### Quoted text
+++++
Cissie Graham Lynch: A Hunger Games Society?

Cissie Graham Lynch: A Hunger Games Society?

In recent months, as I’ve looked at our culture and politics, my mind has gone back to when my husband, Corey, and I first saw the movie “The Hunger Games.” It is astounding to me how many parallels there are between this fictional film and our world today. 

First, like the “Hunger Games” world, it seems to me that we have a handful of cities and celebrities that, with their control of the news media and entertainment, are dictating how the rest of us should think and live.

The film also portrays totalitarianism, the loss of personal freedom and the ruling class’ galling ignorance of the real lives of ordinary citizens. And as we watched the movie’s depiction of the “Games,” Corey asked, “Are we being entertained by watching the young kill the young?”

For those who are unfamiliar with the Hunger Games movies and the Suzanne Collins novels they are based on, the story takes place in the post-apocalyptic nation of Panem, where a dictatorial government produces an annual contest called the Hunger Games, in which two teens from each of the nation’s 12 districts are chosen as “tributes.” These 24 young people must fight to the death until only one remains.
+++++
### Dataset content

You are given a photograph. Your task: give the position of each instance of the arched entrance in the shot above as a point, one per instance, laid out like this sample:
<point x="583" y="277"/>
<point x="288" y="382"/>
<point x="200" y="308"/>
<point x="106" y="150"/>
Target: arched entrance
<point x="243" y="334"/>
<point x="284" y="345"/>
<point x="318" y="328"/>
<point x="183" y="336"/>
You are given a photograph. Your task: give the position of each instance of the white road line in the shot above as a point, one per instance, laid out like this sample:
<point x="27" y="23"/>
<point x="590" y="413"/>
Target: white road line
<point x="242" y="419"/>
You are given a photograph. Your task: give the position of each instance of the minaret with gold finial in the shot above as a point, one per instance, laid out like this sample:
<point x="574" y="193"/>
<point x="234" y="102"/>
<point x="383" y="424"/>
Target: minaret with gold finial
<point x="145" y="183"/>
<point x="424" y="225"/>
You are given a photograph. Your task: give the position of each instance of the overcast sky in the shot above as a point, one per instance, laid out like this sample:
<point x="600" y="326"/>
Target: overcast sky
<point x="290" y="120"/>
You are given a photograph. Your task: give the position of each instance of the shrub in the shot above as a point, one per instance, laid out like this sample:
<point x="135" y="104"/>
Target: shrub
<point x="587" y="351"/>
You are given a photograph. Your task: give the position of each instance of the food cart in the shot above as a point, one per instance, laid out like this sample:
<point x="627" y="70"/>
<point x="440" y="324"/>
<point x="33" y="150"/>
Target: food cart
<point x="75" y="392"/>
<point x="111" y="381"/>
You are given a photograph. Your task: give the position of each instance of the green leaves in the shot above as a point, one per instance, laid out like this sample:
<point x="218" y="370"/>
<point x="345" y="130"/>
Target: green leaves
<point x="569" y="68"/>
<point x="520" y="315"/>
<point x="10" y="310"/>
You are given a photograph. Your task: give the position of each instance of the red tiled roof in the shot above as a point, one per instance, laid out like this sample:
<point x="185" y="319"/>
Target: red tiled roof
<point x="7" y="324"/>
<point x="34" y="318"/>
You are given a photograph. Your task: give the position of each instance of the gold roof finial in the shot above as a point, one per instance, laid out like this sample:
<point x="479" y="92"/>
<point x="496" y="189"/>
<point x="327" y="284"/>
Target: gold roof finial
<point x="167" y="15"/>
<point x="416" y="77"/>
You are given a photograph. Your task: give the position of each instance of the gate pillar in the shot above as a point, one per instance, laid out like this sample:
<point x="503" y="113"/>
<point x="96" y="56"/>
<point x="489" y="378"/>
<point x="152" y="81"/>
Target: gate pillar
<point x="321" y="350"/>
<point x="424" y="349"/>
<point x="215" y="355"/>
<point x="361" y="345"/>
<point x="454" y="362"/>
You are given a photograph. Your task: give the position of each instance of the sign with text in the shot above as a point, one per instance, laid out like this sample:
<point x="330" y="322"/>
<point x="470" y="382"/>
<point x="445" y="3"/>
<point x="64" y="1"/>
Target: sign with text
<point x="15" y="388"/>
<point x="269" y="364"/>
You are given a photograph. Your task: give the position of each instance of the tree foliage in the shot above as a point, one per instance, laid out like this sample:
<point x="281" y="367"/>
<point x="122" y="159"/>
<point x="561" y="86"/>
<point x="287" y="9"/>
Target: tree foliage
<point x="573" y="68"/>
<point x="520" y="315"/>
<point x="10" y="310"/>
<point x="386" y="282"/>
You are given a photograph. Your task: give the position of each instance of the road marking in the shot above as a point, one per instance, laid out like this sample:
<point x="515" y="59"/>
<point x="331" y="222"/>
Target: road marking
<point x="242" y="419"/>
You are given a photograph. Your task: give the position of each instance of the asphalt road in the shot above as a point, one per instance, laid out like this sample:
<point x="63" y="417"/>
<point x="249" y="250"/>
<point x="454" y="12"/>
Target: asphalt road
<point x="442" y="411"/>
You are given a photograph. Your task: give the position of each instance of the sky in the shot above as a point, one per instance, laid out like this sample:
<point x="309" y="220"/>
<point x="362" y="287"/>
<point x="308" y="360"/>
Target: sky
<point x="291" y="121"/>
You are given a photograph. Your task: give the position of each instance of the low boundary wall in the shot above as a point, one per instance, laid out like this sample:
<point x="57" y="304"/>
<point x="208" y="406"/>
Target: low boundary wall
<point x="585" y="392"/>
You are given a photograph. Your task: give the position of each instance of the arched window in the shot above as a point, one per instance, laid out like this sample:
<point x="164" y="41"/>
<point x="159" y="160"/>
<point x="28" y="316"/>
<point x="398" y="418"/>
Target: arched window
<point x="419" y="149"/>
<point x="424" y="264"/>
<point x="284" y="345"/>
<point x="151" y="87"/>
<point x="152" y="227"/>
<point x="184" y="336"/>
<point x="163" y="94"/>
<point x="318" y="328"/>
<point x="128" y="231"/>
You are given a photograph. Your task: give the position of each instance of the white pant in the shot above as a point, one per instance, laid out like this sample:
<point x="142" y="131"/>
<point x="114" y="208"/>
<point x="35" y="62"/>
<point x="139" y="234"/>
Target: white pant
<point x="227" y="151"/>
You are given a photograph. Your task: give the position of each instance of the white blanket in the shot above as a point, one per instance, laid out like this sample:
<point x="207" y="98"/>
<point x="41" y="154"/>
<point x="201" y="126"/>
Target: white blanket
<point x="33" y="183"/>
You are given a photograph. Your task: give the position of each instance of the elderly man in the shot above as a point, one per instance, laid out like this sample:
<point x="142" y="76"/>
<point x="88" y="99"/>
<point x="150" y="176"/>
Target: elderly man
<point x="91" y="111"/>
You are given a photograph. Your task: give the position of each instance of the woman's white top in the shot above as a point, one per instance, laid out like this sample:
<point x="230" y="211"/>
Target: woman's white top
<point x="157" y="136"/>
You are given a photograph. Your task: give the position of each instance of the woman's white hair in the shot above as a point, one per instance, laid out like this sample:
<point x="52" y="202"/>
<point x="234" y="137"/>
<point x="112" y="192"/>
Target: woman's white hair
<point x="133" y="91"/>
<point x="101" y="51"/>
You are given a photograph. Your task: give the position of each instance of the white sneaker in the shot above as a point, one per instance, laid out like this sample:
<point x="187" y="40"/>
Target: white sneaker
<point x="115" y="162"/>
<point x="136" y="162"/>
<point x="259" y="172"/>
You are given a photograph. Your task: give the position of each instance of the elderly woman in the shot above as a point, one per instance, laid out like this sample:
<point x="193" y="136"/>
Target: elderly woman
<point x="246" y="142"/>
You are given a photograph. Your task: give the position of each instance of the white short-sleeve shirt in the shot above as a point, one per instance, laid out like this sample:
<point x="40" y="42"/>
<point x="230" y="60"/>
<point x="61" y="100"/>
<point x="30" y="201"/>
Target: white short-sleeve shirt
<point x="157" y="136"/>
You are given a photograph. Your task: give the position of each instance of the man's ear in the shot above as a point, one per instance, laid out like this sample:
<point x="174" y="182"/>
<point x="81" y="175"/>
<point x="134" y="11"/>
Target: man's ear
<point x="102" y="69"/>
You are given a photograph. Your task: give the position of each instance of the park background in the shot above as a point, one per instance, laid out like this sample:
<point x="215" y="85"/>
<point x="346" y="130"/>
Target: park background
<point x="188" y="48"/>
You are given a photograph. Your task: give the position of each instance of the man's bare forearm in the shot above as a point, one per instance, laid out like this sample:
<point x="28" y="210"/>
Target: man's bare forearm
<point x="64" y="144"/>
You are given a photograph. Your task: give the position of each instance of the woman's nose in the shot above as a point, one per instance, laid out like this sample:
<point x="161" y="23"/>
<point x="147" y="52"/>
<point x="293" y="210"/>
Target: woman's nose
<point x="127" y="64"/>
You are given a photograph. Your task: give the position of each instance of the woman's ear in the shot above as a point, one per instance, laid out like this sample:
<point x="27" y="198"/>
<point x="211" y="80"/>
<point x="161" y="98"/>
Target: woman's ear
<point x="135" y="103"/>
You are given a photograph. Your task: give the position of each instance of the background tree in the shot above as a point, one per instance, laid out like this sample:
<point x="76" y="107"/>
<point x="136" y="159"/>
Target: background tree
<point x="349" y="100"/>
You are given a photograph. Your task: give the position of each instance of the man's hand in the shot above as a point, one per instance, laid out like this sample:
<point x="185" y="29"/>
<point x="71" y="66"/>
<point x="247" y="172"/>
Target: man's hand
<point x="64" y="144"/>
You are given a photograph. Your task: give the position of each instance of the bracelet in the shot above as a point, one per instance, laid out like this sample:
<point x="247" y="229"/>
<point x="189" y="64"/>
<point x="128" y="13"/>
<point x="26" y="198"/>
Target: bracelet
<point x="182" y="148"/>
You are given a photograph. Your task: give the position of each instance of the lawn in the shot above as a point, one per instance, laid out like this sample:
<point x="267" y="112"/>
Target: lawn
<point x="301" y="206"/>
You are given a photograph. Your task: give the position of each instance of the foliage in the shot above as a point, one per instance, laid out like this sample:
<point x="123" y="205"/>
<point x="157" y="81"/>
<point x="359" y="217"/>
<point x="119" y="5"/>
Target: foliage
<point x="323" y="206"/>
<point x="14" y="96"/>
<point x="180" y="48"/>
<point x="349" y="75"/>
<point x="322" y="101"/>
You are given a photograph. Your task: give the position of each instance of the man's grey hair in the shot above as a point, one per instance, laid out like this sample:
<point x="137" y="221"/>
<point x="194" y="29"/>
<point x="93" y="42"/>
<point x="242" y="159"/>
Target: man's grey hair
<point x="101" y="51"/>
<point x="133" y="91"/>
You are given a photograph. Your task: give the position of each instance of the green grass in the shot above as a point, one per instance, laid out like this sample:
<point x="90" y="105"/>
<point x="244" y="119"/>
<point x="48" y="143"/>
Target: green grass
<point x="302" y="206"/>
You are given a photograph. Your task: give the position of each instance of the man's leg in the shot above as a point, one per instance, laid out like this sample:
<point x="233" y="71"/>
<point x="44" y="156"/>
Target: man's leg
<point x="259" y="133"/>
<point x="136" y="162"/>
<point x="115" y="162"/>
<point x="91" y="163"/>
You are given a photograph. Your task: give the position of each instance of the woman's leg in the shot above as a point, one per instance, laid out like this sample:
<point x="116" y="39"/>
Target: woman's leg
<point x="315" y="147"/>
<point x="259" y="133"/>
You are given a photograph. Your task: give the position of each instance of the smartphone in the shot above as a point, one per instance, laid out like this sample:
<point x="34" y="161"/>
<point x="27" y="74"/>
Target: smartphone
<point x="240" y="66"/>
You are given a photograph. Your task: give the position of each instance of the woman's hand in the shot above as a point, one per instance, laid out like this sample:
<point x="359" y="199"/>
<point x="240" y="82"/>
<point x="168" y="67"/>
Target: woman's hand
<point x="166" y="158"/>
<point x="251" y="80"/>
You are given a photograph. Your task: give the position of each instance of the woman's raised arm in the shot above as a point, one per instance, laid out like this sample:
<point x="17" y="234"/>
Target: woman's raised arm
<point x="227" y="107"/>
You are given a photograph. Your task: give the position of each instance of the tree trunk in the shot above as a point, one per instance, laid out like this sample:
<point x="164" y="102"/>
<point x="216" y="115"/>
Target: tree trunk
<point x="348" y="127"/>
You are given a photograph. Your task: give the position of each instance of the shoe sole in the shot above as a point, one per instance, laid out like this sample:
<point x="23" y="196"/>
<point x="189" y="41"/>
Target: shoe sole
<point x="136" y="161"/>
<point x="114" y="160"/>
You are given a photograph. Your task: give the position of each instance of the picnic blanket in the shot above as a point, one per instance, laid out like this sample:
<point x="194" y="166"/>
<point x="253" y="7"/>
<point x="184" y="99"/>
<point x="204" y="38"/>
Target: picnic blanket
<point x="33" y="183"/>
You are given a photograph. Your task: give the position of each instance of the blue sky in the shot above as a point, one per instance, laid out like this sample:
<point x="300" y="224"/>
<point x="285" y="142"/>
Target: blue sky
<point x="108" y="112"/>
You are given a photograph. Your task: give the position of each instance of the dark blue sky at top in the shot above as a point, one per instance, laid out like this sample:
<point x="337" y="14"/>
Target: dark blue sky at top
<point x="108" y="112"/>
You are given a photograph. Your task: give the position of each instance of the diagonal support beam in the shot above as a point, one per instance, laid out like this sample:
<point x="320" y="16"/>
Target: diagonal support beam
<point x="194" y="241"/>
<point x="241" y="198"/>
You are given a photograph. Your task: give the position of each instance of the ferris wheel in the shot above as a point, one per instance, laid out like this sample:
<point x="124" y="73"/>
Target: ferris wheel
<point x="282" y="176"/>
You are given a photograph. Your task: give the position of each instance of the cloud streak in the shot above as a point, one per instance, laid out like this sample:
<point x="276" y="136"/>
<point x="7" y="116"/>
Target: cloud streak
+++++
### Work to complete
Reproduce the passage of the Hunger Games column from "In recent months, as" up to and including "our world today.". Base all work solely on the Hunger Games column.

### Answer to this exercise
In recent months, as I’ve looked at our culture and politics, my mind has gone back to when my husband, Corey, and I first saw the movie “The Hunger Games.” It is astounding to me how many parallels there are between this fictional film and our world today.